Location labeling entries
════════════════════

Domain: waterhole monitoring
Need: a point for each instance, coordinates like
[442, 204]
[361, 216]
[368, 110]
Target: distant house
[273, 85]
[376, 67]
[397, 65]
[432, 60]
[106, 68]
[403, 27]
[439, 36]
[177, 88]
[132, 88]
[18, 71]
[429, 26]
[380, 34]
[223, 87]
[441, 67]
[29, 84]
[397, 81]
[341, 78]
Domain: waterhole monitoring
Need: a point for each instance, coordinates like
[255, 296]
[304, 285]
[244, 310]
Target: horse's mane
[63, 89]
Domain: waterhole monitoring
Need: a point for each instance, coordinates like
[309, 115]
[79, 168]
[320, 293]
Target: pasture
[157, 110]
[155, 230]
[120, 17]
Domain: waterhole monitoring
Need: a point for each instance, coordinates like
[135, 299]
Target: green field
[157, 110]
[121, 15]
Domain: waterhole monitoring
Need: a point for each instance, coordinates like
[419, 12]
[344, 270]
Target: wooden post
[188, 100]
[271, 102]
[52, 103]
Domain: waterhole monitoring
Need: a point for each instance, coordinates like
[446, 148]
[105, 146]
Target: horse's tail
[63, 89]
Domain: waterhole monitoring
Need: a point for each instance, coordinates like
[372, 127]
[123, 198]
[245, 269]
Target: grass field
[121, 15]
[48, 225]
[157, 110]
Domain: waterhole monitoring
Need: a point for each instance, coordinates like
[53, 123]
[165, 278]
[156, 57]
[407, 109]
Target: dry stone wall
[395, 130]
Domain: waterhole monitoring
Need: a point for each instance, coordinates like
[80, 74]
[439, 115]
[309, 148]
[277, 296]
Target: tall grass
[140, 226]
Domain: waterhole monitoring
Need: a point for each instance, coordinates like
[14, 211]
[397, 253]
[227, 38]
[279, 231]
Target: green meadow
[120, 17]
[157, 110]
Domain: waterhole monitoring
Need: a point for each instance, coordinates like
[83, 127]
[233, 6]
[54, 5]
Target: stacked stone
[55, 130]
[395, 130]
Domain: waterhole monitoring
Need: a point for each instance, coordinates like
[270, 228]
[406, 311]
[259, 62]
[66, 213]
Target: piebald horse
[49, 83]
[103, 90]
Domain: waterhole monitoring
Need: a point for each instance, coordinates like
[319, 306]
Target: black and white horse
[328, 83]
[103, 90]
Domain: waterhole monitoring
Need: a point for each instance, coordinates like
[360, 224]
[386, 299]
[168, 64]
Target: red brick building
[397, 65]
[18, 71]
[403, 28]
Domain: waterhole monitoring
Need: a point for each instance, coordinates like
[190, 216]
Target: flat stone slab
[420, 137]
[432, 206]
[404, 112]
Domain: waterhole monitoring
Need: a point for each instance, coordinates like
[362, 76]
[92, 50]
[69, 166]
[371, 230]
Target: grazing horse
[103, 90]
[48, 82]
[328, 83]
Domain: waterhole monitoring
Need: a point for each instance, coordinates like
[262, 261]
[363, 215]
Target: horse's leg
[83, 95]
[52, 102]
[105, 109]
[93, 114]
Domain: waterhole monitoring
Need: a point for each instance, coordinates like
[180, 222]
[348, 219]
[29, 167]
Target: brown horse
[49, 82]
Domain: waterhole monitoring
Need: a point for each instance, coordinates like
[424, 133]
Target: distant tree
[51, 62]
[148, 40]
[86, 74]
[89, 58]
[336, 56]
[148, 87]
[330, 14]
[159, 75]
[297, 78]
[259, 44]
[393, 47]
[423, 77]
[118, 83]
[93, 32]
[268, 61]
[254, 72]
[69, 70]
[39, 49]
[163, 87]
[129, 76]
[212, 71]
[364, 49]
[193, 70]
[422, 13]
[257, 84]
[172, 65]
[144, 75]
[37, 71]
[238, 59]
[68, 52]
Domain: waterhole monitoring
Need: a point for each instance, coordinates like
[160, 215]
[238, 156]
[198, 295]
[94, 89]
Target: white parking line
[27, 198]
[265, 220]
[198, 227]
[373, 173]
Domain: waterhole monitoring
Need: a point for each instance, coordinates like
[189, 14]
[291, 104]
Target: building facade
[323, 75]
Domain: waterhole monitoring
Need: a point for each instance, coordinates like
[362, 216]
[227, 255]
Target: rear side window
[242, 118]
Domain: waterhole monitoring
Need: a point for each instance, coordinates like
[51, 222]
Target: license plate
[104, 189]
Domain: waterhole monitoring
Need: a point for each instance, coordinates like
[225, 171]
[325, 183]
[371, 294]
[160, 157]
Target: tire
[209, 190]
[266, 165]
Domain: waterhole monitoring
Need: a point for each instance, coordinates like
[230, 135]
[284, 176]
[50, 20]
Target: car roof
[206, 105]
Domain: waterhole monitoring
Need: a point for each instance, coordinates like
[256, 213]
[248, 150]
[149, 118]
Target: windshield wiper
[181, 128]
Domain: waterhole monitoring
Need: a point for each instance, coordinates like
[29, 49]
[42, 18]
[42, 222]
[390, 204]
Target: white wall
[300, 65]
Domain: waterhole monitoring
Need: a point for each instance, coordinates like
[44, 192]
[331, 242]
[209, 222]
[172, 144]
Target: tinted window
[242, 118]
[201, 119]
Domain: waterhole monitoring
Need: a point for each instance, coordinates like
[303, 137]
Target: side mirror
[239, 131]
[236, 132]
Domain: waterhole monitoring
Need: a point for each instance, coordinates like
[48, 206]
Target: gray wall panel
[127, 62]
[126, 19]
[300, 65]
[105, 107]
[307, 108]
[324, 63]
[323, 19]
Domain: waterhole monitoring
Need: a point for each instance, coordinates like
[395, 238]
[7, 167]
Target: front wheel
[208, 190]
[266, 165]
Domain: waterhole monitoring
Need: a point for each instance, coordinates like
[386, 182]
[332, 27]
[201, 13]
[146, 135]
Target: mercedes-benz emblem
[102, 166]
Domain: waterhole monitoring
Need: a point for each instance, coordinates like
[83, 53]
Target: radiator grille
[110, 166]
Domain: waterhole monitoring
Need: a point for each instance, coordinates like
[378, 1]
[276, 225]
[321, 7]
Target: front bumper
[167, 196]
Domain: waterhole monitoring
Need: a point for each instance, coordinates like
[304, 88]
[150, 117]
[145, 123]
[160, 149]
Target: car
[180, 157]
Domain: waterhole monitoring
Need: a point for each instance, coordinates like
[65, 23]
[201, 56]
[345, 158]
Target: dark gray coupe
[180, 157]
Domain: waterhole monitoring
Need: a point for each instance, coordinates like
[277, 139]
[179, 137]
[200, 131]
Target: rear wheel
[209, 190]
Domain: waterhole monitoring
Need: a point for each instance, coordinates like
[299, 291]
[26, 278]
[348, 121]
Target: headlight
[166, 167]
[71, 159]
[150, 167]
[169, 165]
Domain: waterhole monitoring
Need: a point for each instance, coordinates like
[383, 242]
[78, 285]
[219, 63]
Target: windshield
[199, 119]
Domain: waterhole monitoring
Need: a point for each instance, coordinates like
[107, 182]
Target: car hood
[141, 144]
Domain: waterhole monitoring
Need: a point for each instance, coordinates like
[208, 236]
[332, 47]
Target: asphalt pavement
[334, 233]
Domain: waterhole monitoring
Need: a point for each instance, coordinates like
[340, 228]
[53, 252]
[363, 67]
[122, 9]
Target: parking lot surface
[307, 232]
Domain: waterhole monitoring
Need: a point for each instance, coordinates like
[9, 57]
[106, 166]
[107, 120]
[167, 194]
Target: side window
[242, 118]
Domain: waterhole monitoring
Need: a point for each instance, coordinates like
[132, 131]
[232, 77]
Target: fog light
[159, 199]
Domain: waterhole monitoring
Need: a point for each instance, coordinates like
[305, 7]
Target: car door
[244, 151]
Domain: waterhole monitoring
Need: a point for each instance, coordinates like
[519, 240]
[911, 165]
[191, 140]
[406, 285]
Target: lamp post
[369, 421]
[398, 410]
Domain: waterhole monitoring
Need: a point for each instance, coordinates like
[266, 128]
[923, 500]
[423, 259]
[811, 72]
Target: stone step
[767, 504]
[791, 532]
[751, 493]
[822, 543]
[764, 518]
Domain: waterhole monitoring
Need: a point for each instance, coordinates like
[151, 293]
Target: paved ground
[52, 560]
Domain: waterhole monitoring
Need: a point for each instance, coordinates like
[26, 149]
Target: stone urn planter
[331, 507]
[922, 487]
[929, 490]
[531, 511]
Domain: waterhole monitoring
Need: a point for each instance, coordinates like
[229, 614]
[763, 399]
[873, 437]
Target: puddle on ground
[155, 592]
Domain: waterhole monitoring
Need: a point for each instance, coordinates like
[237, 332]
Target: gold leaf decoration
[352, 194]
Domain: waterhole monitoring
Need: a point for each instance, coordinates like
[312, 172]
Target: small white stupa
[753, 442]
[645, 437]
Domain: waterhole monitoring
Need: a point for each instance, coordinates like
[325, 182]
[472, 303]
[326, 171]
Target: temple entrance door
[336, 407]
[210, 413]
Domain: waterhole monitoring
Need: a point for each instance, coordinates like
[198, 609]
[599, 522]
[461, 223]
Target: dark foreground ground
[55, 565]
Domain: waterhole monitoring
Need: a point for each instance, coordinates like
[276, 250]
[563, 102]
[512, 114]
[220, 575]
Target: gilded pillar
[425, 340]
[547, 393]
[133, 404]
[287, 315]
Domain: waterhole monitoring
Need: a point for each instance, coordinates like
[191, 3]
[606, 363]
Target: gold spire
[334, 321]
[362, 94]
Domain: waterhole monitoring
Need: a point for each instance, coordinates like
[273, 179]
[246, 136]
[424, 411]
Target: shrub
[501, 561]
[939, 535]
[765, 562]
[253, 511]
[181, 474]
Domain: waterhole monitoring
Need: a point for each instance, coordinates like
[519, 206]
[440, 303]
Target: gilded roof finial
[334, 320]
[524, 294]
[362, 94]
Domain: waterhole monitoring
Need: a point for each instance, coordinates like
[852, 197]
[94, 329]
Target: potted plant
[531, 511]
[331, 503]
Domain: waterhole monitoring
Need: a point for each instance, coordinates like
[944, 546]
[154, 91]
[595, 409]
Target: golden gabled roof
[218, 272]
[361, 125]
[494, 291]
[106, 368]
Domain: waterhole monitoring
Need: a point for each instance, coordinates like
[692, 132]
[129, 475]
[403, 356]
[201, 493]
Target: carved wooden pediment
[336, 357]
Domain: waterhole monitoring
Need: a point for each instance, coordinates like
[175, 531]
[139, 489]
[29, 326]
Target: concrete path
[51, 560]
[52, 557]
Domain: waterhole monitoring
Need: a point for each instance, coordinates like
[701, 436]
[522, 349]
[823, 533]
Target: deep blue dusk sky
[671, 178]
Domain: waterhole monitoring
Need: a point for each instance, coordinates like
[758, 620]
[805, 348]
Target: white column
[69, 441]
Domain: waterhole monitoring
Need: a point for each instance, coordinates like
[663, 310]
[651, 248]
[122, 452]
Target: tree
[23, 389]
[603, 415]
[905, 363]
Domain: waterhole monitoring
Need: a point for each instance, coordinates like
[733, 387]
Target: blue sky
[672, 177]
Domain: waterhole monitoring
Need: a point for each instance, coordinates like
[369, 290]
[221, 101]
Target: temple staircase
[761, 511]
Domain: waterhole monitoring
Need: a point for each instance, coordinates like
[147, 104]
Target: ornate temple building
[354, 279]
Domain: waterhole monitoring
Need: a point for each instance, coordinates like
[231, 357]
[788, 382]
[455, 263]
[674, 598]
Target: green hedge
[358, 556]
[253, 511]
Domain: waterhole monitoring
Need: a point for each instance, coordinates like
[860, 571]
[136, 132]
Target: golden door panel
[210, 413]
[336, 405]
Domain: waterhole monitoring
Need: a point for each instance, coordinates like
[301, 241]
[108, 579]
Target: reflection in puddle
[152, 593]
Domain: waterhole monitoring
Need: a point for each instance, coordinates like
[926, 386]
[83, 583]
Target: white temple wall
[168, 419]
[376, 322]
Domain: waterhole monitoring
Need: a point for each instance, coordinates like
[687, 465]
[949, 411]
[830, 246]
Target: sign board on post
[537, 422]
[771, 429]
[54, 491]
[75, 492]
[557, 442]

════════════════════

Your task
Extract every line in the entries above that contains the word "golden".

The result
Target: golden gabled roof
Target: golden door panel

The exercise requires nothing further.